#### What is expected:
Please render the records below as a Markdown table with two columns, Row and Line, that gives each line with its row number and leaves out blank lines.

#### Supplied material:
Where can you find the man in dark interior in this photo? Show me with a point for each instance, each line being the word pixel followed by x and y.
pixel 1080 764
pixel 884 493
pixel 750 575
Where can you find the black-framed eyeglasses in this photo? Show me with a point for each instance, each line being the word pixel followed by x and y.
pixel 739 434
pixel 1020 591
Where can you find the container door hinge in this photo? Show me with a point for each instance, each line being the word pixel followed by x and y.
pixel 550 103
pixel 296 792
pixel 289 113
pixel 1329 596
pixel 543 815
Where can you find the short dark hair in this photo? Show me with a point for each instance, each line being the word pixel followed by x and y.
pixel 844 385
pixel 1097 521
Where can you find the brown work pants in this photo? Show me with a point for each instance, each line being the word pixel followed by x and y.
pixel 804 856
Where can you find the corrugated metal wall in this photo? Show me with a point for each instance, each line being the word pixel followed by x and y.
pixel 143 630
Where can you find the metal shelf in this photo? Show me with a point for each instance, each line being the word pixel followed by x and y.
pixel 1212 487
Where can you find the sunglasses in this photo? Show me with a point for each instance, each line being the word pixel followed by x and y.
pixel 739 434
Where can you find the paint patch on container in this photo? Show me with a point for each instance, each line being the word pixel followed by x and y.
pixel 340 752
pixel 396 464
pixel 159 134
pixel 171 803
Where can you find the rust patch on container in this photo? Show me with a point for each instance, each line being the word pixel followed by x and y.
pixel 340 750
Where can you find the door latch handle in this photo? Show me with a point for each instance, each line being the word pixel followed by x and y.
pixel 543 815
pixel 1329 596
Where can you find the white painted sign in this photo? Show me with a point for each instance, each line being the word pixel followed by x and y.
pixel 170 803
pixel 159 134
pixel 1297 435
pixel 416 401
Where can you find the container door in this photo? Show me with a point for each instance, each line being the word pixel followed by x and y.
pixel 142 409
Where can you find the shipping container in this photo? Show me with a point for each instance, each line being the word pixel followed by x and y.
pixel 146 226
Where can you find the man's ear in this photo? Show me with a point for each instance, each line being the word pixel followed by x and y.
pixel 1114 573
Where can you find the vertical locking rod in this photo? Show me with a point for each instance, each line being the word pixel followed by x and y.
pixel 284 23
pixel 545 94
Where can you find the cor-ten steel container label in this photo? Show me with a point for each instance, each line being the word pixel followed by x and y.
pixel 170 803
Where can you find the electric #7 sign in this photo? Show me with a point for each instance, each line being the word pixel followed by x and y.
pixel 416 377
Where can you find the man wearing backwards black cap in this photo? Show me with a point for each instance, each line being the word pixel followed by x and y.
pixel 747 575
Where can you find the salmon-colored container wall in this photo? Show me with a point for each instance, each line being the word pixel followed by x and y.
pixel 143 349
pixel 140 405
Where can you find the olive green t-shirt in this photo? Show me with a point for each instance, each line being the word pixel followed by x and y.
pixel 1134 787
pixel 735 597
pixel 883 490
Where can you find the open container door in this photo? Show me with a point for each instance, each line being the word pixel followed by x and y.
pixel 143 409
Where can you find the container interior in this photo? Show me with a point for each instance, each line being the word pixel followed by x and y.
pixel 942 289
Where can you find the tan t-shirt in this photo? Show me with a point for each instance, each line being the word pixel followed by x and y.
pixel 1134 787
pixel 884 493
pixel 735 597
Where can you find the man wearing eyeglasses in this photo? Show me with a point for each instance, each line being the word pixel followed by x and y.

#### Answer to this task:
| Row | Line |
|---|---|
| 1 | Where can you find the man in dark interior in this photo? Show me with a point for each instance, each line being the word pixel followed by x and y. |
| 2 | pixel 1080 764 |
| 3 | pixel 884 493 |
| 4 | pixel 750 575 |
| 5 | Where can you find the black-framed eyeglasses in this photo? Show me with a point for each instance, each line being the word pixel followed by x and y. |
| 6 | pixel 739 434 |
| 7 | pixel 1020 591 |
| 8 | Where can you find the container door hinge in this photo? Show me with a point for each instance, each line being the word pixel followed by x and y. |
| 9 | pixel 550 103 |
| 10 | pixel 296 792 |
| 11 | pixel 289 113 |
| 12 | pixel 1329 596 |
| 13 | pixel 543 815 |
| 14 | Where can you find the short dark hair in this photo? Show me with a point for each instance, each line being the word pixel followed by x and y. |
| 15 | pixel 844 385 |
| 16 | pixel 1097 521 |
| 17 | Where can you find the brown work pants in this photo? Show me with a point for each instance, each line being the word pixel followed by x and y. |
| 18 | pixel 804 856 |
| 19 | Where can you find the corrugated metal wall in this photo? Show me with a point for each instance, each line being the word pixel followed by x and y. |
| 20 | pixel 143 630 |
| 21 | Where can you find the metal shelf in this photo? Show me with a point for each instance, each line being the word pixel followed by x and y. |
| 22 | pixel 1212 487 |
| 23 | Where can you find the sunglasses in this photo? Show me with a point for each instance, each line being the word pixel followed by x and y. |
| 24 | pixel 739 434 |
| 25 | Where can you find the paint patch on container in this photo? Show me with a point for each instance, each line being the word pixel followed by x and y. |
| 26 | pixel 340 752 |
| 27 | pixel 396 464 |
| 28 | pixel 159 134 |
| 29 | pixel 171 803 |
| 30 | Where can you find the rust patch on container in this photo? Show me with a point for each instance, each line being the word pixel followed by x and y. |
| 31 | pixel 340 750 |
| 32 | Where can you find the door latch handle in this photo? Show me with a point for each instance, each line being the word pixel followed by x and y. |
| 33 | pixel 543 815 |
| 34 | pixel 1329 596 |
| 35 | Where can you find the white painted sign in this photo? Show me with a point for each instance, each line being the word pixel followed by x and y. |
| 36 | pixel 170 803 |
| 37 | pixel 159 134 |
| 38 | pixel 1297 435 |
| 39 | pixel 416 401 |
| 40 | Where can you find the container door in this photo? Show me with a point for each instance, each line being the word pixel followed by x and y. |
| 41 | pixel 142 409 |
| 42 | Where can you find the shipping container in this photo? Show me with a point for each instance, each line being the word pixel followed by x and y. |
| 43 | pixel 146 226 |
| 44 | Where can you find the man's ear in this photo? Show me with a point for each instance, each line being the word pixel followed by x and y. |
| 45 | pixel 1114 573 |
| 46 | Where can you find the vertical locking rod in this photo? Show me with a point for each instance, each line being the word pixel followed by x and y. |
| 47 | pixel 284 23 |
| 48 | pixel 545 94 |
| 49 | Where can you find the cor-ten steel container label in this photo? Show me with a point for each instance, each line being the word pixel followed by x and y. |
| 50 | pixel 170 803 |
| 51 | Where can you find the electric #7 sign in this photo? Show me with a point for each instance, each line being the word pixel followed by x and y. |
| 52 | pixel 416 377 |
| 53 | Where can you find the man wearing backwards black cap in this photo? Show me with a point for each instance, each line being the word pixel followed by x and y. |
| 54 | pixel 747 575 |
| 55 | Where can you find the salmon-colored container wall in this photo? Show me with a point for each instance, each line being the word pixel followed by x and y. |
| 56 | pixel 143 349 |
| 57 | pixel 140 405 |
| 58 | Where can you find the olive green t-shirt in this photo? Show me with a point for each instance, each line being the word pixel followed by x and y. |
| 59 | pixel 1134 787 |
| 60 | pixel 735 597 |
| 61 | pixel 883 490 |
| 62 | Where can you find the open container door in this photo? Show me with a point for each instance, each line being the word pixel followed by x and y. |
| 63 | pixel 143 409 |
| 64 | Where can you find the container interior in this photo? Show me with a point for each instance, each line being the word pixel followed by x and y. |
| 65 | pixel 942 289 |
| 66 | Where can you find the tan t-shirt in this photo? Show me with a point for each instance, each line being the word pixel followed by x and y. |
| 67 | pixel 1134 787 |
| 68 | pixel 884 493 |
| 69 | pixel 735 597 |
| 70 | Where can you find the man wearing eyeglasses in this photo? Show me with a point for each instance, each line being the word pixel followed by x and y. |